*EXTRAIT DU TEXTE*.

En observant ces espaces, nous voyons surgir un nouveau type de rhétorique, destiné à stimuler l’imaginaire civique des participants, qui sied parfaitement à cette génération d’activistes. La jeunesse s’est souvent sentie exclue par le langage des « conseillers politiques » ou des « décideurs technocratiques » employé dans les organisations plus traditionnelles. Ces experts s’imaginent que leurs partisans sont déjà très investis dans le processus politique et qu’ils connaissent les rouages du système. Ils fondent la politique sur des connaissances spécialisées, ce qui la coupe des réalités de la vie quotidienne.
Les nouveaux styles de politique participative empruntent à ce que les jeunes connaissent déjà en tant que fans, consommateurs et membres des réseaux sociaux. Ils s’appuient sur ce capital culturel populaire comme point de départ de l’action politique. Nous espérons que ce nouveau modèle pourra aider les exclus de la politique à trouver leur chemin vers une participation pleine et entière. [...]
Je suis très intéressé par le rôle que joue le mythe du super-héros chez les DREAMers.
Durant l’été 2011, Superman a renoncé à sa citoyenneté américaine en déclarant qu’il ne se battrait plus seulement pour le « mode de vie américain », mais aussi pour la justice mondiale. Bien que cet événement se déroule dans l’univers alternatif d’une bande dessinée publiée par DC et qu’il n’affecte pas la continuité de la saga Superman, les animateurs de radio et les leaders politiques conservateurs se sont indignés et ont hurlé à l’antipatriotisme.

*DONNÉES EXTRAITES*.
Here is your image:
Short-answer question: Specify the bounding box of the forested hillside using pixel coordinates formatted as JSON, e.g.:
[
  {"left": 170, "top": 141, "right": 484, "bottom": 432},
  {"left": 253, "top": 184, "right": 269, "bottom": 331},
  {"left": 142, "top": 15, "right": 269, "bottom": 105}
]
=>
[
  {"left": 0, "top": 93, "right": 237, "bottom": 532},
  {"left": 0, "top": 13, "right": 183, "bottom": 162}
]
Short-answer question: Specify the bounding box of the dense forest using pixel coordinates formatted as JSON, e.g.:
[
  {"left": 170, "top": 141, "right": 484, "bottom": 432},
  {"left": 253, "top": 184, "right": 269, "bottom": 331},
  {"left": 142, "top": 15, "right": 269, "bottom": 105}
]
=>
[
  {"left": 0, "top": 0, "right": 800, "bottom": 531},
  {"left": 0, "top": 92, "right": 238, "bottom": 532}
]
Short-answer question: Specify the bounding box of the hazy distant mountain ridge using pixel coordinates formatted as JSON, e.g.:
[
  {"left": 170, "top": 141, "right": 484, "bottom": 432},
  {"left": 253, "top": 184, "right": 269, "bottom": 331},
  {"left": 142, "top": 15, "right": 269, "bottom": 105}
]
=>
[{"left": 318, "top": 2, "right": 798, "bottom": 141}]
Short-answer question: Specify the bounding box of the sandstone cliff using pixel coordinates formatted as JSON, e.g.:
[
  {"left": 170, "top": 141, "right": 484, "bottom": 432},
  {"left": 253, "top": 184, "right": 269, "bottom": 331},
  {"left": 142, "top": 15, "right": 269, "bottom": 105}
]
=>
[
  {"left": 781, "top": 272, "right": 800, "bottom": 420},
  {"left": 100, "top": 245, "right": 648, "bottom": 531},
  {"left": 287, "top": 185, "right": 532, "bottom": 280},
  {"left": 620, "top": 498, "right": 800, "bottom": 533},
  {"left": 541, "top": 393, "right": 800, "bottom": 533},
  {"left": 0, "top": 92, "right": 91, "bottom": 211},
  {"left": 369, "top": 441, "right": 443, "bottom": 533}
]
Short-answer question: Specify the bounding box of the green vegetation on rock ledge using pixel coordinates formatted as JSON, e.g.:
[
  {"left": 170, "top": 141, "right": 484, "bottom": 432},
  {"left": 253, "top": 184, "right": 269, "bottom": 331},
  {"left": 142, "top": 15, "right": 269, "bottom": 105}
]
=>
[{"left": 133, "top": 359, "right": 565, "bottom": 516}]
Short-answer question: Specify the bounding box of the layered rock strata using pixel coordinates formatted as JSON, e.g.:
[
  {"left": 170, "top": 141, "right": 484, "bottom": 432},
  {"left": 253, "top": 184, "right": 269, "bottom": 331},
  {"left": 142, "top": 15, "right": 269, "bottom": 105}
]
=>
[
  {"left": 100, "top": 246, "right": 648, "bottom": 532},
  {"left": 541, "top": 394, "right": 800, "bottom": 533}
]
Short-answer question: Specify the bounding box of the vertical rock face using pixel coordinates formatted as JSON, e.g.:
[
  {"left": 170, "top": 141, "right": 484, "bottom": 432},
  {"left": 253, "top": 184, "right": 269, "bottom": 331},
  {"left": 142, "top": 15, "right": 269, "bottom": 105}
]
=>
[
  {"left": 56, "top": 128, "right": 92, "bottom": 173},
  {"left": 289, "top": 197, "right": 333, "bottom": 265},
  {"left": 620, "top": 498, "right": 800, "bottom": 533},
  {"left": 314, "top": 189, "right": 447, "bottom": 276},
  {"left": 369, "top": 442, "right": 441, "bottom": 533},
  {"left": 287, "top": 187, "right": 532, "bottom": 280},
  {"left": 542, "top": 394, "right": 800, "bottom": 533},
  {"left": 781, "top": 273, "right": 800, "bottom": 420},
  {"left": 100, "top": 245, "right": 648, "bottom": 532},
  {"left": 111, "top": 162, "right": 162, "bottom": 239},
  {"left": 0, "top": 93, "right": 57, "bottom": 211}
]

*CONSIGNE*. Pourriez-vous reprendre le texte sur la jeunesse militante et le mythe du super-héros à la suite de sa dernière phrase ? Les données n'ont aucun lien avec le texte.

*RÉPONSE ATTENDUE*.
Les activistes pro-DREAM ont alors rétorqué : « Quand Superman est-il jamais devenu citoyen américain ? ». S’il y a eu un jour un « étranger en situation irrégulière », c’est bien Kal-El de Krypton, que ses parents envoient sur un autre monde en quête d’une vie meilleure, qui traverse la frontière au milieu de la nuit, qui atterrit près de Smallville et qui finit adopté par une famille d’Américains d’origine européenne. Il masque sa véritable identité et passe le restant de ses jours à se cacher. Il est néanmoins suffisamment généreux pour se mettre au service du peuple d’Amérique, alors qu’il n’est jamais vraiment en mesure de s’affirmer Américain.
Ce recadrage constitue donc un moyen parfaitement efficace pour déconstruire et réécrire le mythe de Superman. Il vient bouleverser la perception de la vie de l’immigré et permet aux gens d’associer le combat pour les droits des immigrants à un récit dans lequel beaucoup d’entre nous sont déjà investis. Il relie également notre lutte actuelle en faveur des jeunes sans-papiers à une histoire plus globale de l’immigration en Amérique. L’histoire de Superman fut créée par deux étudiants d’Europe de l’Est issus de la première génération et vivant à Cleveland, dans l’Ohio. Superman était dès le départ un récit classique d’immigration, et les DREAMers rappellent cette analogie sur soixante-dix années d’histoire culturelle.